For the first time, the annual Alumni Reunions Weekend program included a program by Law Library. Last Saturday in the library’s Caplin Reading Room, staff members Philip Herrington, Elizabeth Ladner, and Kristin Jensen presented “Capturing the Past, Preserving the Future: People, Places, and Pedagogy.” The program featured fellow Philip Herrington’s look at the history of U.Va. Law School as place. Herrington began with the law program’s early years as a class offering in a Lawn pavilion and a collection of law books in the Rotunda Annex. He then chronicled how the school became its own place at Minor Hall, but overcrowding and a passion for murals soon led to the building of the more spacious Clark Hall. The Law School continued to grow and eventually moved to North Grounds, where several expansion projects transformed the structure into the place it is today. Elizabeth Ladner, also a Law Library fellow, illustrated U.Va. Law School as a curriculum, exploring how Thomas Jefferson’s uncommon hiring of a single law professor for undergraduates evolved over time into free standing professional graduate school. Kristin Jensen then explored U.Va. Law School as a story, as told through student and faculty memorabilia and writings. Among the interesting artifacts Jensen shared were letters home from Elizabeth Tompkins, the Law School’s first female graduate, which revealed her struggle to find her place among the men of her 1L class.

→ ITEMS:

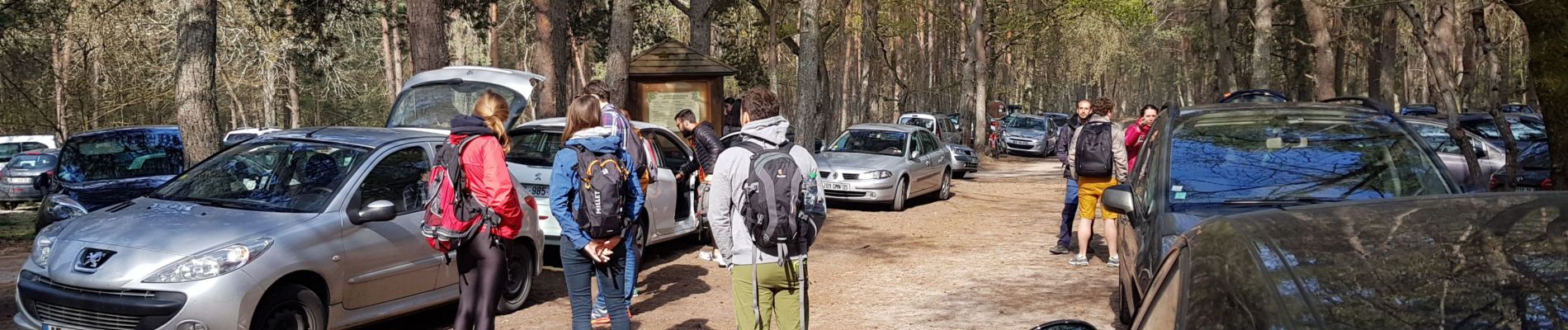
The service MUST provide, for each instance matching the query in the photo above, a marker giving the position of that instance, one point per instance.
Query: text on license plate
(834, 186)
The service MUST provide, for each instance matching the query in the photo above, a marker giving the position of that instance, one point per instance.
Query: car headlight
(212, 263)
(45, 244)
(63, 207)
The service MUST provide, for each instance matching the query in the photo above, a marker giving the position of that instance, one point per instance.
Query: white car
(668, 210)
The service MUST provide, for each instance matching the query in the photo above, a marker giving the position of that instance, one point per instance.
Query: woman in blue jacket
(583, 257)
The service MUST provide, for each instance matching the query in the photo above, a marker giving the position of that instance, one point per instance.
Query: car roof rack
(1362, 102)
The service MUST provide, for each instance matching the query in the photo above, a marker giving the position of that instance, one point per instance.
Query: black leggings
(480, 270)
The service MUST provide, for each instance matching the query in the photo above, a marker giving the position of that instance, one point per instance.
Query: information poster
(662, 106)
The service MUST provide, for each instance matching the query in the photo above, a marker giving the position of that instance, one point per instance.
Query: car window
(535, 148)
(280, 176)
(1280, 155)
(670, 152)
(399, 179)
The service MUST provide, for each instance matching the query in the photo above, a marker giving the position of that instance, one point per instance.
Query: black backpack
(601, 199)
(1093, 157)
(775, 195)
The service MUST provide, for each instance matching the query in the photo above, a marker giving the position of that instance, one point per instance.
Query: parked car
(1418, 110)
(1435, 134)
(19, 177)
(938, 124)
(1444, 262)
(668, 211)
(1536, 167)
(1029, 134)
(300, 229)
(21, 143)
(1233, 158)
(110, 166)
(237, 136)
(885, 163)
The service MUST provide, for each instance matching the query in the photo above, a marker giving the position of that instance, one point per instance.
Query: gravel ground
(974, 262)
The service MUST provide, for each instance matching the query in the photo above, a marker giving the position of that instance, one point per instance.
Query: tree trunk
(620, 59)
(1225, 59)
(808, 115)
(1263, 45)
(550, 55)
(1322, 50)
(1443, 74)
(195, 63)
(1547, 24)
(427, 26)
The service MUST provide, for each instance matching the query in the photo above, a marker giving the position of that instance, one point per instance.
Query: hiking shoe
(1079, 260)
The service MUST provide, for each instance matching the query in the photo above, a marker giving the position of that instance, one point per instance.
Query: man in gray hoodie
(778, 290)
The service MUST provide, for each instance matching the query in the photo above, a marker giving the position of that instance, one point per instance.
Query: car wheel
(519, 279)
(900, 195)
(947, 188)
(290, 307)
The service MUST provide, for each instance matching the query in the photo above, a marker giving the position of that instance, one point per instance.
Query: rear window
(433, 105)
(535, 148)
(1216, 160)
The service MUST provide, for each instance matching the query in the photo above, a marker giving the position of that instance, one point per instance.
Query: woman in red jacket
(480, 260)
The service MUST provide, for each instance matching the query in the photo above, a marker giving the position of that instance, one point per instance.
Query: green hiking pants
(778, 293)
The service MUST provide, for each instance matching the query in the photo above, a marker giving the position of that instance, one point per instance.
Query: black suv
(1443, 262)
(1219, 160)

→ WORK INSTRUCTIONS:
• 1. Extract every line in the listing that contains the word "hiking", treating uppercase and lowercase letters as different.
• 2. Write what follows the final sentence of the article about the Law Library's Alumni Reunions Weekend program.

→ OUTPUTS BY TASK:
• 1.
Query: hiking shoe
Query: green hiking pants

• 2.
At the close of the program, Director Taylor Fitchett issued standing invitation to alumni to share their own U.Va. Law stories and memorabilia. She shared her hope that our past students will come to regard any law school books or class notes stored in their attics, as well as their personal stories, as welcome future additions to the U.Va. Law School history. If you’re an alumnus or past faculty member with something to share about your U.Va. Law experience, please contact Taylor Fitchett at email@example.com or at http://libguides.law.virginia.edu/alumni.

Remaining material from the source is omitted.